◆ YOUR GOAL: Reproduce every item below word for word, leaving the pictures out of your answer.

►

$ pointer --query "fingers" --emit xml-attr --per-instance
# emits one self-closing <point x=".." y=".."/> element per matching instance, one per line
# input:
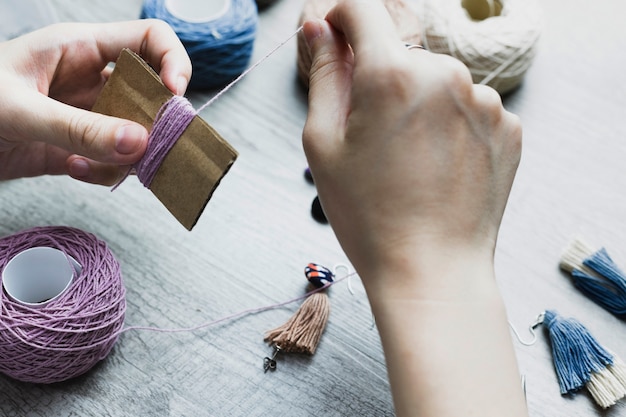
<point x="367" y="26"/>
<point x="94" y="172"/>
<point x="156" y="42"/>
<point x="329" y="86"/>
<point x="96" y="136"/>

◄

◆ FINAL RESULT:
$ pointer --query "fingers" --emit xml-attr --per-instance
# emits one self-closing <point x=".." y=".."/> element per matching instance, one per line
# input:
<point x="367" y="26"/>
<point x="94" y="172"/>
<point x="156" y="42"/>
<point x="329" y="86"/>
<point x="96" y="136"/>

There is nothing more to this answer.